Problem details:
Rewrite the stretch of lines from the one containing "high-rise tower --coords pixels" through the one containing "[[[122,270],[136,257],[133,124],[72,103],[32,114],[36,272]]]" as a numbered list, omitting any blank lines.

Source material:
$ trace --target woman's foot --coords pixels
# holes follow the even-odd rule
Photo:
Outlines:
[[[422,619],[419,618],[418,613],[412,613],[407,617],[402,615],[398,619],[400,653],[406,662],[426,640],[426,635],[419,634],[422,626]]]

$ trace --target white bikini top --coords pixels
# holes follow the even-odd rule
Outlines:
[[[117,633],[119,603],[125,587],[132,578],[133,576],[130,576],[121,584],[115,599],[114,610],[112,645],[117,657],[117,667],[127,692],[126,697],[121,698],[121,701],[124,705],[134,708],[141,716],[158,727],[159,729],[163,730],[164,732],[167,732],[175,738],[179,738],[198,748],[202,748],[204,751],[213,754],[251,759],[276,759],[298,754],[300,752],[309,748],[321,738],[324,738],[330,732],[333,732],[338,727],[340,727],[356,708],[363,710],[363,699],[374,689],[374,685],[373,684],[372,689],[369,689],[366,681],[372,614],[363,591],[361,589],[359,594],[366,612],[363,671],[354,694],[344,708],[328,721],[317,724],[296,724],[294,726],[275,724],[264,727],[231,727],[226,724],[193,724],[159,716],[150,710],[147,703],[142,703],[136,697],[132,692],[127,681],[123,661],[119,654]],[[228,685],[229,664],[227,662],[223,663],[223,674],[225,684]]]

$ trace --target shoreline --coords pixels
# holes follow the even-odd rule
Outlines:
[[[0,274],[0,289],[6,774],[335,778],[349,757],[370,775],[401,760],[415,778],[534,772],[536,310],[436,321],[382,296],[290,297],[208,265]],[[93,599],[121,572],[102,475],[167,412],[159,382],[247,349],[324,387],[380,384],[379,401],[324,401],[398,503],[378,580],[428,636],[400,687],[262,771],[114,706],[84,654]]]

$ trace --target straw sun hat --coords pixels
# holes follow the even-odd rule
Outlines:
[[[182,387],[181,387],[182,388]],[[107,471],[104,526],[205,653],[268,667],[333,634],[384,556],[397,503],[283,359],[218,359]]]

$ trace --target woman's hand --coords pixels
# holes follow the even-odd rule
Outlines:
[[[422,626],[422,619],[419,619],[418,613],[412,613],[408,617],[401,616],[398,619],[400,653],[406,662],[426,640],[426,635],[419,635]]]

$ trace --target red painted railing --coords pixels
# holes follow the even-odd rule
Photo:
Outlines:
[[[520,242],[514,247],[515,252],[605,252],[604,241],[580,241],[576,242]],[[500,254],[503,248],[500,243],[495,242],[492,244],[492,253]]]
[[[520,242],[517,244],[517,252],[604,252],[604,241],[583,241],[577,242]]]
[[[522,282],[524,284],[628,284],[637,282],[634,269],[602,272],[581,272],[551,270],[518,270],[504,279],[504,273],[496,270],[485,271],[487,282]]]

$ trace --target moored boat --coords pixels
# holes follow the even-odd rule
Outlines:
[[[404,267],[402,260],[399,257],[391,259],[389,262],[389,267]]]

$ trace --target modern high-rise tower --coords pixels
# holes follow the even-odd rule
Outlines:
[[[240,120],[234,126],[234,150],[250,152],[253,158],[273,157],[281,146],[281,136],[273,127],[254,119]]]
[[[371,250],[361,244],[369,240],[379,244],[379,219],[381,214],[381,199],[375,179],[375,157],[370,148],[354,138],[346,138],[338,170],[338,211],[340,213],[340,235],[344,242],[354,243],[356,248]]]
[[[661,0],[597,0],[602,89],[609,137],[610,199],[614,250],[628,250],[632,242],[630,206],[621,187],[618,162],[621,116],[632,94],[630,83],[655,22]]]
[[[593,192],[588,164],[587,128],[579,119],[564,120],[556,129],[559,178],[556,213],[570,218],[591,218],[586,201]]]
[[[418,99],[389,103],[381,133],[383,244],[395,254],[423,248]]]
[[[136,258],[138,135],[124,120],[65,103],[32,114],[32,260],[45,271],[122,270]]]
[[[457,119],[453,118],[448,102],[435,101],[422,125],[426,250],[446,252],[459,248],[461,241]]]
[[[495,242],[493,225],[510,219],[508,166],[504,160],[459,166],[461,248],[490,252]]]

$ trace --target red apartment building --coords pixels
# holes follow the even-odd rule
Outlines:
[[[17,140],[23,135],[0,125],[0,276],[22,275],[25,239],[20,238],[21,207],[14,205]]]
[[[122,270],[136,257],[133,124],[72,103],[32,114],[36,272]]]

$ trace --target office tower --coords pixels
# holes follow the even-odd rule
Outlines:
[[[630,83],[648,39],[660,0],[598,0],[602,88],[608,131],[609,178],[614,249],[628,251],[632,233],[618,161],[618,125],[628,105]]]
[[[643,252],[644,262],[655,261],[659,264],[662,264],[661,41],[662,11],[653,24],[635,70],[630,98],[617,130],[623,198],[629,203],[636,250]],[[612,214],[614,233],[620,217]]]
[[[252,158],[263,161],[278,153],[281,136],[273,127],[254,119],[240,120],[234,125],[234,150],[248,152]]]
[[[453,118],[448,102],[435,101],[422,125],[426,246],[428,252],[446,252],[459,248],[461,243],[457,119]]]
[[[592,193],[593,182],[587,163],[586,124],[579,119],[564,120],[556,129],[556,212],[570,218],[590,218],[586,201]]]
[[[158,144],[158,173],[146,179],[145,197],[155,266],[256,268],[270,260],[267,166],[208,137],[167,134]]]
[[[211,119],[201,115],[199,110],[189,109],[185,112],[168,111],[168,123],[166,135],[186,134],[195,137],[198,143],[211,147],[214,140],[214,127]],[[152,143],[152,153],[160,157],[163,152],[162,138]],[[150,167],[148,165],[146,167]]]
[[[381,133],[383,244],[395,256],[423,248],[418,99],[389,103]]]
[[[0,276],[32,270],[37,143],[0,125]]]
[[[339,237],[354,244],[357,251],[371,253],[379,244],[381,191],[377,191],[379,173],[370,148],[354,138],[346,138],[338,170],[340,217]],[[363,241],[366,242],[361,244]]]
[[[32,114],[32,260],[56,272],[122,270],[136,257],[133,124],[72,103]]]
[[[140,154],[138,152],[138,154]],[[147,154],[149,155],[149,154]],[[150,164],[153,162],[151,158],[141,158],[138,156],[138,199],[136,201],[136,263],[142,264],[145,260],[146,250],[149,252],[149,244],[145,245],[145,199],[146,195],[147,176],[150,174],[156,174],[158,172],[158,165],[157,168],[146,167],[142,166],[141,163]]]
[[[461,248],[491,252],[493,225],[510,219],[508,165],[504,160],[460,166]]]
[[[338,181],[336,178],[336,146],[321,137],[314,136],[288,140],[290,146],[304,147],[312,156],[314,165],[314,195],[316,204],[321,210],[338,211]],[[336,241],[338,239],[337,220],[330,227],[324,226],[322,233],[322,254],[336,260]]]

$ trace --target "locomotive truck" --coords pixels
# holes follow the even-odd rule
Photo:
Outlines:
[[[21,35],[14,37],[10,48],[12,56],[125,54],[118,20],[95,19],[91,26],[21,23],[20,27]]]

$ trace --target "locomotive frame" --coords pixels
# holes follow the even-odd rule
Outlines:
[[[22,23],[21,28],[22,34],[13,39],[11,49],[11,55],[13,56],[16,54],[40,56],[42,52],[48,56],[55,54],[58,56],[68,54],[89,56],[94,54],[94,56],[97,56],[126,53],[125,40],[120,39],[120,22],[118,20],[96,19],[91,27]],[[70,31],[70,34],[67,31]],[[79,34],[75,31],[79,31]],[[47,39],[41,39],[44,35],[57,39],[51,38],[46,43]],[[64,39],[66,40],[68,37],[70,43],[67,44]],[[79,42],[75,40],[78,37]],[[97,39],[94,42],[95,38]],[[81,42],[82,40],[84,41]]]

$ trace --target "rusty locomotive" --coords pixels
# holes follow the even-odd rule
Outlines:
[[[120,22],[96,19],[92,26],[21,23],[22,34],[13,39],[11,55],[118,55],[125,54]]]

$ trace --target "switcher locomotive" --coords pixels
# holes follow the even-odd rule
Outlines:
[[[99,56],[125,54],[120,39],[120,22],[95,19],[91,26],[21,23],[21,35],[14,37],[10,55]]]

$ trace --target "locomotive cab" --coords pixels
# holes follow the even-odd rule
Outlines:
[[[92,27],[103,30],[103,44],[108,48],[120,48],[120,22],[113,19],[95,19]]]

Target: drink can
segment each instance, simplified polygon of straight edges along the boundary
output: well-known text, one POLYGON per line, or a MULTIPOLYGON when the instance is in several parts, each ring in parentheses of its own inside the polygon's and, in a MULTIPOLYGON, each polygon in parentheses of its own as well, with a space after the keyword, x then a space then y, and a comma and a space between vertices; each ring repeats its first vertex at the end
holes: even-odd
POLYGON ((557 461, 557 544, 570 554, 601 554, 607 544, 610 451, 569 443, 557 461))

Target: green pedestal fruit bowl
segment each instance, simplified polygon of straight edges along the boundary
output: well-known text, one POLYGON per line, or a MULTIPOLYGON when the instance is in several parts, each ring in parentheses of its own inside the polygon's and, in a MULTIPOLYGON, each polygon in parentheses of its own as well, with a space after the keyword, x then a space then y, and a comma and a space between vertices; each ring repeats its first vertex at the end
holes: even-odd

Solved problem:
1. $ trace --target modern high-rise tower --coords pixels
2. # holes follow the even-odd rule
3. Outlines:
4. [[[240,120],[234,126],[234,150],[250,152],[253,158],[273,157],[281,146],[281,136],[273,127],[254,119]]]
5. [[[371,250],[361,244],[369,240],[379,244],[379,219],[381,214],[381,199],[375,179],[375,157],[370,148],[354,138],[346,138],[338,170],[338,211],[340,213],[340,235],[344,242],[354,243],[356,248]]]
6. [[[661,0],[597,0],[602,89],[609,137],[610,199],[614,250],[628,250],[632,242],[630,206],[621,187],[618,162],[621,116],[632,94],[630,83],[655,22]]]
7. [[[593,192],[588,164],[587,128],[579,119],[564,120],[556,129],[559,178],[556,213],[570,218],[591,218],[586,201]]]
8. [[[418,99],[389,103],[381,133],[383,244],[395,254],[423,248]]]
9. [[[136,258],[138,135],[124,120],[65,103],[32,114],[32,260],[45,271],[122,270]]]
10. [[[457,119],[453,118],[448,102],[435,101],[422,125],[426,250],[446,252],[459,248],[461,241]]]
11. [[[495,242],[493,225],[510,219],[508,166],[504,160],[459,166],[461,248],[490,252]]]
12. $ trace --target red apartment building --coords pixels
13. # holes follow the even-odd rule
14. Outlines:
15. [[[17,140],[23,135],[0,125],[0,276],[22,275],[25,239],[20,238],[21,207],[14,205]]]
16. [[[122,270],[136,257],[133,124],[72,103],[32,114],[36,272]]]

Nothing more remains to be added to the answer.